REQUEST A: According to the credit score myths article, what is it called when you check your own CIBIL score?

Top 5 Credit Score Myths Debunked

| December 27, 2017

Credit Score

If you are confused regarding some credit score myths, here is a write-up to provide you with a clear picture. Read on!

A credit score is a vital factor that lenders consider while analysing a personal loan application or any other loan request of borrowers.

If you have a decent CIBIL score, your loan application gets approved quickly and if not, it may not.

While there are many parameters of credit score that a borrower needs to consider, there are also some myths around it. A potential borrower needs to take into account the myths to have a clear picture.

Let’s provide you with top 5 credit score myths for your immediate information.

Myth 1: My Credit Score Will Drop if I Check my Credit

Many borrowers are of the opinion that checking their own credit report will lead to the drop in their score which is not correct.

Yes, when you check your own CIBIL score, it is termed only as a ‘soft enquiry’ and does not harm your score. The score takes a beating by few points only when a lender makes ‘hard enquiries’ when you apply for a loan.

Myth 2: Once I Repay a Negative Record, it Will Remove from My Credit Report

It is a wrong concept among borrowers that a negative payment record will get removed from their credit report. Yes, you need to understand that even if your payment for a negative record is complete, it will stay for 7-10 years on the record.

REQUEST B: Copy out the rows again, beginning with their first line and going on through the line that contains "(235, 253), (372, 298)", including both ends.

EXTRACTED INFORMATION:
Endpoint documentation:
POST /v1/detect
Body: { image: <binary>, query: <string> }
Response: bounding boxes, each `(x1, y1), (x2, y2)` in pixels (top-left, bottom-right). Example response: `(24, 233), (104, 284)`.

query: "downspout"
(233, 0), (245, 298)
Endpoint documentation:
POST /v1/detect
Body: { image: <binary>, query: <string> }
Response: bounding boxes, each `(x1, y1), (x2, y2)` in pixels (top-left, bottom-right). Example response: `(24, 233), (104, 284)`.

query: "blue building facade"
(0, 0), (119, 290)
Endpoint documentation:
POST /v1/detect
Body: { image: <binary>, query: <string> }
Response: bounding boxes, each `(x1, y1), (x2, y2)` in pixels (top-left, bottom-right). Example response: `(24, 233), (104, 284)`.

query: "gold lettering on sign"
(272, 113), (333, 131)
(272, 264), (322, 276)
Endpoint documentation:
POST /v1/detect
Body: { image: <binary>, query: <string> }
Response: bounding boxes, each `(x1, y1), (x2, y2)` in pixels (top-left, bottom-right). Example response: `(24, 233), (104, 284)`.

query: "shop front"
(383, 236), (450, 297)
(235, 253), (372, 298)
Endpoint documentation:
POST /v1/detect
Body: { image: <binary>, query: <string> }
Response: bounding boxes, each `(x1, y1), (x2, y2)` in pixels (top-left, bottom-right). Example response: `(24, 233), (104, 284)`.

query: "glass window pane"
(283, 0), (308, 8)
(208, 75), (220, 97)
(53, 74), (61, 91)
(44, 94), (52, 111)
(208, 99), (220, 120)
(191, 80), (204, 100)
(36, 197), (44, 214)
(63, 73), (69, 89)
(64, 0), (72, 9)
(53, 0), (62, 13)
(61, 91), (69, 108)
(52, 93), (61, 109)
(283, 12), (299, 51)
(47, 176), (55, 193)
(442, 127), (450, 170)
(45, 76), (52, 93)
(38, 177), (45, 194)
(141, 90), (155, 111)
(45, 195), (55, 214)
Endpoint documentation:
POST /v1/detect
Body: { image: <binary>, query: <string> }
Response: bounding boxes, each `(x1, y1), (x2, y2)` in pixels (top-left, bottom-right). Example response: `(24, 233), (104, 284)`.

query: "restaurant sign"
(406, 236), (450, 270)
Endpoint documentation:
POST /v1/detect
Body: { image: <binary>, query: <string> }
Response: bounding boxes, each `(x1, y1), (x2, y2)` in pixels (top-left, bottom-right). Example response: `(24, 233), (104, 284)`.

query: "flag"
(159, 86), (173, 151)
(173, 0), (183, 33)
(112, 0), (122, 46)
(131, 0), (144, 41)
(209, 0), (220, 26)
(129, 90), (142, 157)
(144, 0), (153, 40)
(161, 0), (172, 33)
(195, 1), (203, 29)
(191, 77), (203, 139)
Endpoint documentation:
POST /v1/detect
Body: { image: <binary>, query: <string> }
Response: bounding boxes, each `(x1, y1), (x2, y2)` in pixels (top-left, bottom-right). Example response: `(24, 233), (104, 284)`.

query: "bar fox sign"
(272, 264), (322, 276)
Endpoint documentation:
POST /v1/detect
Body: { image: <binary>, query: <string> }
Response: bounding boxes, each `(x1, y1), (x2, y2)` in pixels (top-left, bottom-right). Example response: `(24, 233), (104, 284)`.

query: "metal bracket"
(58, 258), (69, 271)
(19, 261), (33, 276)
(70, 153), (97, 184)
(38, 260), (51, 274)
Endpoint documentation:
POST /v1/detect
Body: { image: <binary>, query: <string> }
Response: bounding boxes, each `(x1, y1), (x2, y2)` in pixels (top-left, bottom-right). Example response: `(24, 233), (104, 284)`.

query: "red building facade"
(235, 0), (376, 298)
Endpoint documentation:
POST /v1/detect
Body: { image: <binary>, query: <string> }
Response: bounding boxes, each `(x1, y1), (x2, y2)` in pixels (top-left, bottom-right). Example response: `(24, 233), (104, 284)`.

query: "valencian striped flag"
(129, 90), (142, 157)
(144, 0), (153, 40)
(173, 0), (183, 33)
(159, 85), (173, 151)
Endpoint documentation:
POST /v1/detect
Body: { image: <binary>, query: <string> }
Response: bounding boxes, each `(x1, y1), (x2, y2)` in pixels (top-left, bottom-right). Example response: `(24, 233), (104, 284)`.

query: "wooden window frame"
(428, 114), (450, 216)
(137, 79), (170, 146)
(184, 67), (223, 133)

EXERCISE RESULT A: A ‘soft enquiry’

EXERCISE RESULT B:
Endpoint documentation:
POST /v1/detect
Body: { image: <binary>, query: <string> }
Response: bounding boxes, each `(x1, y1), (x2, y2)` in pixels (top-left, bottom-right). Example response: `(24, 233), (104, 284)`.

query: "downspout"
(233, 0), (245, 298)
Endpoint documentation:
POST /v1/detect
Body: { image: <binary>, query: <string> }
Response: bounding boxes, each `(x1, y1), (x2, y2)` in pixels (top-left, bottom-right). Example response: `(24, 233), (104, 284)`.

query: "blue building facade"
(0, 0), (119, 290)
Endpoint documentation:
POST /v1/detect
Body: { image: <binary>, query: <string> }
Response: bounding boxes, each `(x1, y1), (x2, y2)` in pixels (top-left, bottom-right). Example response: `(24, 233), (104, 284)`.

query: "gold lettering on sign"
(272, 113), (333, 131)
(272, 264), (322, 276)
Endpoint documentation:
POST /v1/detect
Body: { image: <binary>, query: <string> }
Response: bounding boxes, each `(x1, y1), (x2, y2)` in pixels (top-left, bottom-right). Example response: `(24, 233), (104, 284)`.

query: "shop front"
(383, 236), (450, 297)
(235, 253), (372, 298)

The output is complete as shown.